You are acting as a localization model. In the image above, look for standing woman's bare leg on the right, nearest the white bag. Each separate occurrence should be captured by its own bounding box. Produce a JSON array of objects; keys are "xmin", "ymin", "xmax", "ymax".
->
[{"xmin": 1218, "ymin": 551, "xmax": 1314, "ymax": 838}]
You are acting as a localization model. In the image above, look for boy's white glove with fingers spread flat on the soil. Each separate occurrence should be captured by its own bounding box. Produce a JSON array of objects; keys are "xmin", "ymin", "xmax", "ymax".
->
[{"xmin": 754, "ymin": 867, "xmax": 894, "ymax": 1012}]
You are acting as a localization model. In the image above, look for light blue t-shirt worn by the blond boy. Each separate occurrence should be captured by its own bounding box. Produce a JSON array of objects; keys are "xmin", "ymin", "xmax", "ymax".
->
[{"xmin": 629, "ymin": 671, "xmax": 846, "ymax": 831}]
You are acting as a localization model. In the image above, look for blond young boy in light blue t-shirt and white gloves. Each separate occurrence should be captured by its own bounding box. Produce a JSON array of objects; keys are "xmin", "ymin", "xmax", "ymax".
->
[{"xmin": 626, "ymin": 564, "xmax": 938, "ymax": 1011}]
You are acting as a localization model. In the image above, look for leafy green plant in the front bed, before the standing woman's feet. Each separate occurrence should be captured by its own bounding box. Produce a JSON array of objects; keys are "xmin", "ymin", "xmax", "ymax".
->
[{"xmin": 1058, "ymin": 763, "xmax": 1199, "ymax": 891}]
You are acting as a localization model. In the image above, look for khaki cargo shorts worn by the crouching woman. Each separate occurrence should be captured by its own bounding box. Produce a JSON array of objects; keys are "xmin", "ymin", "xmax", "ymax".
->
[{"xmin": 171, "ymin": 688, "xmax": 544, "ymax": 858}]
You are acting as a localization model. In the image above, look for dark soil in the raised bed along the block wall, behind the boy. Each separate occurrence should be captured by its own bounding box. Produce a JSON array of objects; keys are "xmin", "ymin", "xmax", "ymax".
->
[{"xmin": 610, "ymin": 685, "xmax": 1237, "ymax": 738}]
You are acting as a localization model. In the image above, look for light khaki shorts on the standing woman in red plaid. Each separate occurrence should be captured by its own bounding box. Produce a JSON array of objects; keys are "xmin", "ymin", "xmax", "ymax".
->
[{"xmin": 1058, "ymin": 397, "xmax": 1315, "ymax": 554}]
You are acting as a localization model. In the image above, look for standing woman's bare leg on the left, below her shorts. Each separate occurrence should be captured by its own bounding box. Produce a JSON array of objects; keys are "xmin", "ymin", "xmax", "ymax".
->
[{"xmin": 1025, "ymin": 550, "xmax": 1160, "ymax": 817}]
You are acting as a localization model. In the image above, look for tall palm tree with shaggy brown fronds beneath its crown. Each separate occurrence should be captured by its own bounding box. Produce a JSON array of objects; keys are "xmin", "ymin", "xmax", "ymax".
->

EXERCISE INSTRUCTIONS »
In the material above, find each line that contains the word "with", and select it.

TASK OUTPUT »
You are acting as a localization model. In the image above, look for boy's white glove with fingers spread flat on the soil. Each separate occurrence should be captured by its own bounding box. Produce a JSON array of objects; keys are "xmin", "ymin", "xmax", "ymax".
You are acting as a localization model. In the image above, look for tall palm tree with shaggy brown fronds beneath its crown. Each separate occurrence should be captured by its own bounding box. Produce a JSON array of objects; keys are "xmin", "ymin", "xmax", "ymax".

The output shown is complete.